Task item
In your answer, give each entry again exactly as it appears.

************

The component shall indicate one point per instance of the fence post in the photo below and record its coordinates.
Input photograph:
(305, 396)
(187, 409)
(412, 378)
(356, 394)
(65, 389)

************

Worked solution
The component shall indicate one point per instance of the fence post in the photo below and record its coordinates.
Input photograph:
(305, 396)
(187, 409)
(412, 378)
(356, 394)
(65, 389)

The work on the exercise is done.